- Jobs
[1] Answer these questions using the Tarawa post:
(a) How many graves of missing Marines and sailors were found?
(b) In 1946, what portion of the graves could the military not locate?
(c) Of the 20 Japanese bombers sent to flatten Tarawa, how many were shot down?
[2] Output the passage of the Tarawa post word for word, starting with "Leon Cooper at" and going on through "World War II.".

- Selected excerpt
---*---
Return to Tarawa

Leon Cooper at Red Beach its a god ded f**g mess !!!

archived fro 08

cooper returned to this tiny atoll in feb 08 to chase some demons and was shocked at what he found. after getting the white wash from the Gov for help the new Zealand gov has offered their help in cleaning it up. natives have been using as a dump for years. its strewn with bullets, shell casing and grenades. and buried bodies. the graves of 139 missing Marines and sailors whose remains had long been presumed lost have been found.
according to this:

Remains from WWII battle on Tarawa found, Florida group says

The Marines quickly buried their dead after the 1943 battle for Tarawa, one of the bloodiest fights against the Japanese in World War II.

Then the bulldozers came to build runways. Markers were lost. In 1946, the military went back to find those graves on the Pacific atoll.

They couldn’t locate half of them.

[source](http://www.tampabay.com/news/military/war/article916251.ece)

this was a TV doc which i missed but not sure i get this cable channel anyway. here’s the doc in it entirety. a word. it is long. around 47 mins
http://www.hulu.com/watch/74507/return-to-tarawa

http://www.youtube.com/watch?v=2C92y53IwsA

http://www.youtube.com/watch?v=Rz9U_gvdA-Q

What a shame… Too bad its happening everywhere, even in Western nations(I.e., Naples, Italy).

I watched the video. i didn’t know this. the Japanese sent 20 bombers from the marshal’s to flatten Tarawa. but they were intercepted by a routine patrol from a carrier. 17 shot down the other 3 ran for home. learn something everyday.

Keep in mind when Rome fell the Coliseum, which was a very grand place with most fantastic ornaments, was stripped bare of everything over the years.

People have got to live. The Islanders can’t afford to make the island a museum. They have got to eat and dump their garbage, like anyone else.

Deaf

that’s what Leon Cooper is trying to co ordinate and correct. waste management. the islanders have recycle for cans but not general garbage.

and the people there are fine. Tarawa is now a major tourists stop. as well as the other islands to. including tours of the battlefield.
---*---
- Dataset records
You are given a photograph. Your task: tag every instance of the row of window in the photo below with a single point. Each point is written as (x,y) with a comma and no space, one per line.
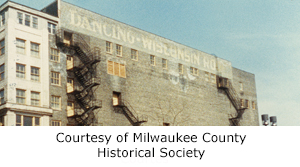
(21,47)
(2,47)
(117,69)
(29,21)
(246,103)
(21,97)
(24,120)
(21,72)
(2,19)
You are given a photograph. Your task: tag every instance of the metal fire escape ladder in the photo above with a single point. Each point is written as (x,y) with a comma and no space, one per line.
(130,114)
(85,74)
(225,84)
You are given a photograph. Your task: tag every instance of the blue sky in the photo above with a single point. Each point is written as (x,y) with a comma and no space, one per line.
(261,37)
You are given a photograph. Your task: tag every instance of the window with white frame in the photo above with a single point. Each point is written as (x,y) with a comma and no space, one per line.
(2,100)
(108,47)
(27,20)
(242,102)
(152,60)
(24,120)
(206,76)
(34,22)
(35,74)
(70,108)
(54,55)
(253,105)
(55,78)
(247,103)
(180,68)
(2,72)
(20,71)
(241,86)
(70,85)
(117,69)
(35,98)
(164,63)
(20,46)
(194,71)
(21,96)
(213,78)
(2,47)
(55,123)
(134,54)
(35,49)
(70,62)
(55,102)
(119,49)
(2,15)
(20,18)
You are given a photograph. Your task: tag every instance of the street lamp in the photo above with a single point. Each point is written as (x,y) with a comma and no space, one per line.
(265,120)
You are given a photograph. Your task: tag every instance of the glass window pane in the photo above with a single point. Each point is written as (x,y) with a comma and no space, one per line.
(27,121)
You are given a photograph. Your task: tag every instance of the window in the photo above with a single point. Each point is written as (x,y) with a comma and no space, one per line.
(213,78)
(242,102)
(116,98)
(35,74)
(22,120)
(164,63)
(35,49)
(166,124)
(21,97)
(117,69)
(194,71)
(35,98)
(2,19)
(180,68)
(27,20)
(51,28)
(70,109)
(2,100)
(2,72)
(247,103)
(241,86)
(152,60)
(55,102)
(55,123)
(70,62)
(253,105)
(20,18)
(20,71)
(70,85)
(119,50)
(2,47)
(34,22)
(54,55)
(206,76)
(67,38)
(108,47)
(1,120)
(134,54)
(20,46)
(55,78)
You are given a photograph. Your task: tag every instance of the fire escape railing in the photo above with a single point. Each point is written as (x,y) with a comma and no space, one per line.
(225,84)
(131,114)
(85,74)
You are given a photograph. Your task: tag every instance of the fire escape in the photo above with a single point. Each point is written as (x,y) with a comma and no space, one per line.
(130,113)
(86,75)
(225,84)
---*---
- Outputs by task
[1]
(a) 139
(b) Half of them
(c) 17

[2]
Leon Cooper at Red Beach its a god ded f**g mess !!!

archived fro 08

cooper returned to this tiny atoll in feb 08 to chase some demons and was shocked at what he found. after getting the white wash from the Gov for help the new Zealand gov has offered their help in cleaning it up. natives have been using as a dump for years. its strewn with bullets, shell casing and grenades. and buried bodies. the graves of 139 missing Marines and sailors whose remains had long been presumed lost have been found.
according to this:

Remains from WWII battle on Tarawa found, Florida group says

The Marines quickly buried their dead after the 1943 battle for Tarawa, one of the bloodiest fights against the Japanese in World War II.